## Goal
Could you give the data below again, exactly and completely?

Extracted data entries
———

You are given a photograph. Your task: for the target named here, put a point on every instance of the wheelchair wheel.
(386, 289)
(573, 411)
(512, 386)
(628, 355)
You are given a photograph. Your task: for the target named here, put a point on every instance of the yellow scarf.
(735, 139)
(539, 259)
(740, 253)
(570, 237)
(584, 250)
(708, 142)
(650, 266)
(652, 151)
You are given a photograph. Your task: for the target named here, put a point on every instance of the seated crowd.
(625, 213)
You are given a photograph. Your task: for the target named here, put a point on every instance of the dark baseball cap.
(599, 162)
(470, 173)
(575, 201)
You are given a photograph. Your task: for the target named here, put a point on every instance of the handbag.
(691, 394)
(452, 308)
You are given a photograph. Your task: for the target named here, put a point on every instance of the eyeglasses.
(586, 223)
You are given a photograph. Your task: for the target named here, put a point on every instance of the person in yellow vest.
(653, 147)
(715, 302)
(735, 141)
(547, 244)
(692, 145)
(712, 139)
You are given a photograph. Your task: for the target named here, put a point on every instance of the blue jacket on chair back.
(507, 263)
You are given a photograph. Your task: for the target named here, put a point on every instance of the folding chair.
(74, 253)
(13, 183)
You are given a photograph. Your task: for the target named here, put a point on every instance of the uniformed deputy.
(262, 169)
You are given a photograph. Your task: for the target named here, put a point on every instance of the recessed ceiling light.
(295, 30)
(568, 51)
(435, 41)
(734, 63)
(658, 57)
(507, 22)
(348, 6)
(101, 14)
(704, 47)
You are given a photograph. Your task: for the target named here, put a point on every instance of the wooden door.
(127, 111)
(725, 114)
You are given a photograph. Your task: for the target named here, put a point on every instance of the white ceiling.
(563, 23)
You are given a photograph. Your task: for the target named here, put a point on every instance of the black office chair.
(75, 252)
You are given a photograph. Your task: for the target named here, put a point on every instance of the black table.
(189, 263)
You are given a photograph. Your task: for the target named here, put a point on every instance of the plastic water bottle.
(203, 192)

———

## The reply
You are given a photograph. Your task: for the target named here, put a point on every instance of the wheelchair wheel.
(386, 289)
(573, 411)
(512, 386)
(628, 355)
You are given a photograph. Your task: for the target named here, put a point on every instance of the yellow scarf.
(735, 139)
(539, 259)
(740, 253)
(570, 237)
(584, 250)
(708, 142)
(650, 266)
(652, 151)
You are given a photograph. Your task: for the target named here, put a point on every instance of the seated crowd.
(625, 213)
You are given a photograph. Your task: for the target named here, put a point on every instance of the dark baseball cap.
(599, 162)
(470, 173)
(575, 201)
You are given a photograph. Your task: for the target named here, put a point on every instance of the handbag.
(691, 394)
(452, 308)
You are given a photograph. Your task: for the target named here, put a point on every instance of the eyeglasses.
(586, 223)
You are given a photograph. Your task: for the target named here, put a point on every instance of the person in yellow vest.
(653, 147)
(715, 302)
(735, 141)
(547, 244)
(692, 145)
(712, 139)
You are given a photograph. Your task: for the target named here, put a point on every instance of the blue jacket on chair back.
(507, 263)
You are given a photograph. Your task: for the target named here, put a point on every instance of the folding chair.
(74, 253)
(13, 183)
You are given a photograph. Your task: for the target named here, put a point on every instance of the uniformed deputy.
(262, 169)
You are given a photograph. Your task: for the target named here, put a point on every instance of the recessed ceiling light.
(295, 30)
(568, 51)
(435, 41)
(734, 63)
(658, 57)
(507, 22)
(348, 6)
(101, 14)
(704, 47)
You are given a photograph. Your task: for the target named here, put a point on every instance of the wooden door.
(127, 111)
(725, 114)
You are given a photograph. Your task: for the target named here, put a point on every instance of the white ceiling.
(563, 23)
You are given a photograph. Your task: for the target named here, put a point on every instance of the black office chair.
(75, 252)
You are given a photograph. Your task: for the target named here, put a point on every instance of the black table.
(189, 263)
You are given a photograph. Your task: for the target named here, put a point on every instance of the plastic water bottle.
(203, 192)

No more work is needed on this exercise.